AIM OF THE TASK: Could you copy the records below word for word, from the line that contains "Would you be able to tag the red number" through the last line of the records?
+ + + + + + +
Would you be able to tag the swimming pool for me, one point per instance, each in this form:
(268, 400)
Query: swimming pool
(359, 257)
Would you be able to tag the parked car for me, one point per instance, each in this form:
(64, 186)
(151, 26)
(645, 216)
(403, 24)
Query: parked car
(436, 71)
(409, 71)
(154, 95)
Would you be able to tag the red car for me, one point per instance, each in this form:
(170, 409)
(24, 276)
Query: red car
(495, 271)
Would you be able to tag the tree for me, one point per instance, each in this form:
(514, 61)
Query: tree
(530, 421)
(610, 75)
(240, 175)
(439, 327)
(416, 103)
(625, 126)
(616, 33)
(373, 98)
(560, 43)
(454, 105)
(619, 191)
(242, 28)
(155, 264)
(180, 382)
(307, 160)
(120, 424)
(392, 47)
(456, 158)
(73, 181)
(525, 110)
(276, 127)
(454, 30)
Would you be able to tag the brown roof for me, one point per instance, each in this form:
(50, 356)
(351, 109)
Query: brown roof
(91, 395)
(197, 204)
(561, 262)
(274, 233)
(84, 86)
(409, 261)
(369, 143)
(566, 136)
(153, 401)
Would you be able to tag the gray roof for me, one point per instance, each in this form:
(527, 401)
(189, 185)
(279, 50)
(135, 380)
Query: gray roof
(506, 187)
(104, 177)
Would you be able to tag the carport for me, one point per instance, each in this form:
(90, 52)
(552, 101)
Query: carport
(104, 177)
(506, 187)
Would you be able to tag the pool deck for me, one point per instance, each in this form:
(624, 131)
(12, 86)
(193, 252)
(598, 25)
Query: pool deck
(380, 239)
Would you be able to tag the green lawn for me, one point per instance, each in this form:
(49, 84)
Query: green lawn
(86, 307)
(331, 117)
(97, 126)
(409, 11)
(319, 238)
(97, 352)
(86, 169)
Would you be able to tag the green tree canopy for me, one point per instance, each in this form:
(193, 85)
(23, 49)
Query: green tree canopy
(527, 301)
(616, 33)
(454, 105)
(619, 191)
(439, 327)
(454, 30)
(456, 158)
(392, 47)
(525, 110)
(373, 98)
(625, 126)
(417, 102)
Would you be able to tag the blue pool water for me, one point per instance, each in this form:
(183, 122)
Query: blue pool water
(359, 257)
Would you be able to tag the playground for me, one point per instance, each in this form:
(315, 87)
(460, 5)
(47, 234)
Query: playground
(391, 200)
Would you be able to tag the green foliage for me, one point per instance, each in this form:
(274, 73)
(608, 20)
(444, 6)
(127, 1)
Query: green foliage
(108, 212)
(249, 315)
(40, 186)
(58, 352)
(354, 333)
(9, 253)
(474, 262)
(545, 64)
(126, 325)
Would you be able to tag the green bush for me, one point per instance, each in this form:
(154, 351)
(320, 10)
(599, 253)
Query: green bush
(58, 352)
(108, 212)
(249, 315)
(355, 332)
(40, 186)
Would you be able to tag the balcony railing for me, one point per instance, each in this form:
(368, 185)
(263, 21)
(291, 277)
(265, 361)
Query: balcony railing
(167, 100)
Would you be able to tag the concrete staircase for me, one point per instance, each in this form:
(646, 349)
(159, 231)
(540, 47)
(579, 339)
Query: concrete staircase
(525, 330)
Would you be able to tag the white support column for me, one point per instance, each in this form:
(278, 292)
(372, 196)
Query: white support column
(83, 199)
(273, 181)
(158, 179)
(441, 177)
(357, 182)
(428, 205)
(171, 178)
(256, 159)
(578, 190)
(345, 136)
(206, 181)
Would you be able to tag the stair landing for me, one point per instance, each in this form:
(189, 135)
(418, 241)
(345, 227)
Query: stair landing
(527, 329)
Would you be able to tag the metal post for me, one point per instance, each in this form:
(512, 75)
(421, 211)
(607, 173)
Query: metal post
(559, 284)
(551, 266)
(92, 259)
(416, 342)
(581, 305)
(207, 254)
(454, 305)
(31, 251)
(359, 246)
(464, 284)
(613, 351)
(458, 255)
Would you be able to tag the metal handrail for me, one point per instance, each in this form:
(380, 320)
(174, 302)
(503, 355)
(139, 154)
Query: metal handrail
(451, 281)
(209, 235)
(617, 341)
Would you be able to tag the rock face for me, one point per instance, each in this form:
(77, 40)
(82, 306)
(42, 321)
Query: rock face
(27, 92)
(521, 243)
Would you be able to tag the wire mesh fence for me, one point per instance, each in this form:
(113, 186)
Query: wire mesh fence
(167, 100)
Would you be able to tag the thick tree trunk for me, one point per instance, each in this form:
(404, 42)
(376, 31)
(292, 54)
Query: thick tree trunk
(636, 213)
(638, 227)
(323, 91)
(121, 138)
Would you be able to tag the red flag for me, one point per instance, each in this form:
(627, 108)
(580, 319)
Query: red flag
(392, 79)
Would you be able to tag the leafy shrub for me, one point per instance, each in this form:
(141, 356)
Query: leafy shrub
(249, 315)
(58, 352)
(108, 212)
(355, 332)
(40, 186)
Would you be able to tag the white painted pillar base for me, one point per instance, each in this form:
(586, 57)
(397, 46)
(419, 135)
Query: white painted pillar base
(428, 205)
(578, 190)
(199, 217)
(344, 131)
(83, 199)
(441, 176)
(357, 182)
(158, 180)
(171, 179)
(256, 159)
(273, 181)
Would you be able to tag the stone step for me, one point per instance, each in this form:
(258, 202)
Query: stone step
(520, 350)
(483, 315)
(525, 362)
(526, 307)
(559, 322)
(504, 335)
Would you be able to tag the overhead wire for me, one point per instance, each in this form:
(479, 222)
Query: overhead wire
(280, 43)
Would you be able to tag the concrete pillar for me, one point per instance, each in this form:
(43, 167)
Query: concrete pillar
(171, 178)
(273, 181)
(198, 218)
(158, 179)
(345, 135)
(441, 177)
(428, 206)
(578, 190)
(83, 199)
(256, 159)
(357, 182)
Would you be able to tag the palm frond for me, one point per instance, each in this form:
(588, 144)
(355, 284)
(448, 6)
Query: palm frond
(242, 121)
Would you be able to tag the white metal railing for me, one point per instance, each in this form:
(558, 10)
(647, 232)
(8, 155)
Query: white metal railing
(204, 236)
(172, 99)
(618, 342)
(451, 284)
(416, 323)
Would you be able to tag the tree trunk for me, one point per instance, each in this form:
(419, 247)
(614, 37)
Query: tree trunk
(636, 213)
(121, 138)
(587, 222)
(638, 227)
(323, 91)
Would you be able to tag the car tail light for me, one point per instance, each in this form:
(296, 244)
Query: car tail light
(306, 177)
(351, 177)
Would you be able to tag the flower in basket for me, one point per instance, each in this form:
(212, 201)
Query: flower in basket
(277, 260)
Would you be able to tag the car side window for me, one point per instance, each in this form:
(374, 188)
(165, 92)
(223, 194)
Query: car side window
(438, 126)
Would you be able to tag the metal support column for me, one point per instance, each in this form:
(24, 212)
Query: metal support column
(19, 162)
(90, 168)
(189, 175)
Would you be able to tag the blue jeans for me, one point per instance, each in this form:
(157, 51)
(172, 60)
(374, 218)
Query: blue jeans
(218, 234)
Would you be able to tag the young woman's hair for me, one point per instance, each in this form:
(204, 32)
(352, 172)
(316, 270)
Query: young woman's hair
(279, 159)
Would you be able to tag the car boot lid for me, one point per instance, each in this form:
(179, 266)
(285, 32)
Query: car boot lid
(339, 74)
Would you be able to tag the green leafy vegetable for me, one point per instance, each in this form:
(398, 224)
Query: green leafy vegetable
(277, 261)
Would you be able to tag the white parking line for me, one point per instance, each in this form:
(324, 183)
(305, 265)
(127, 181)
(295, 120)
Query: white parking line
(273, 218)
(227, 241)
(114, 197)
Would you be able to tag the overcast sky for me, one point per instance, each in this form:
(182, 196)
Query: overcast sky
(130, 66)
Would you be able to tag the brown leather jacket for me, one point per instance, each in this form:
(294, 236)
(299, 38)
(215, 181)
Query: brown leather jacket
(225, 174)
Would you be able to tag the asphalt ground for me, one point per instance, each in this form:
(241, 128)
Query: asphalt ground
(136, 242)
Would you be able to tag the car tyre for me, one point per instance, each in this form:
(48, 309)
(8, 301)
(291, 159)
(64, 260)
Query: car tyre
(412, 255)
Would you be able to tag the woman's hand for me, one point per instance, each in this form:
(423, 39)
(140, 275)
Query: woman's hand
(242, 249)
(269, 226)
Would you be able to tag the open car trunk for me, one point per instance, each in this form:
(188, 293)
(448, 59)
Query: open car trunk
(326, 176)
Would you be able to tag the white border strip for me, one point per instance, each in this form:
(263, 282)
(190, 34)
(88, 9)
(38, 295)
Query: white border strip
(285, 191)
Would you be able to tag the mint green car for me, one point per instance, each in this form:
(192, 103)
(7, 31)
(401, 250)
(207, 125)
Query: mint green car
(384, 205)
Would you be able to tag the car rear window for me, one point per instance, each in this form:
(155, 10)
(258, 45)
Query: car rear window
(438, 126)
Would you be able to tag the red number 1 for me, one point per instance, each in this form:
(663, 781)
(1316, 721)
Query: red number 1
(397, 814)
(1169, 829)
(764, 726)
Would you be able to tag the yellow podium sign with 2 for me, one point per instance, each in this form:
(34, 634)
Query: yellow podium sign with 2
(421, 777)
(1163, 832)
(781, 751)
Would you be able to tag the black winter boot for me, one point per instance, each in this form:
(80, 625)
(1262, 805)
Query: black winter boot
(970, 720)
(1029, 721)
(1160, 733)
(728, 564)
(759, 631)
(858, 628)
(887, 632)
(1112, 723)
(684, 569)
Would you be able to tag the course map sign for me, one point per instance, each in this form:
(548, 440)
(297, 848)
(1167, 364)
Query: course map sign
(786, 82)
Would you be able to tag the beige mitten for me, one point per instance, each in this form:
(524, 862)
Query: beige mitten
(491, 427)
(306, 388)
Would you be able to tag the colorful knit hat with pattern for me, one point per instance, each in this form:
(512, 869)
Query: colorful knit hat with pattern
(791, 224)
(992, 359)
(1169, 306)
+ + + + + + +
REPLY:
Would you be able to tag the red number 1 for me, one point per instance, each in this form:
(663, 781)
(1316, 721)
Query: red number 1
(397, 814)
(1169, 829)
(764, 726)
Would you be able to tag the yellow podium sign with 2 for me, one point per instance, each in this form:
(34, 634)
Query: yellow podium sign with 2
(421, 777)
(1163, 832)
(781, 751)
Would you be able to tag the black winter boot for me, one point per instance, each in this form:
(80, 625)
(1262, 805)
Query: black winter boot
(970, 720)
(1029, 721)
(1160, 733)
(728, 564)
(759, 631)
(858, 628)
(887, 632)
(1112, 723)
(684, 569)
Would you be able to tag the course map sign for me, one point per instance, each in this form:
(548, 440)
(297, 848)
(1167, 364)
Query: course map sign
(786, 82)
Would you be able to tag the beige mitten for me, one point per instance, each in this form:
(524, 862)
Query: beige mitten
(491, 427)
(306, 388)
Would you be able to tag the colorful knit hat with pattern for me, one point per instance, each in this form:
(512, 869)
Query: colorful knit hat with pattern
(791, 224)
(992, 359)
(1169, 306)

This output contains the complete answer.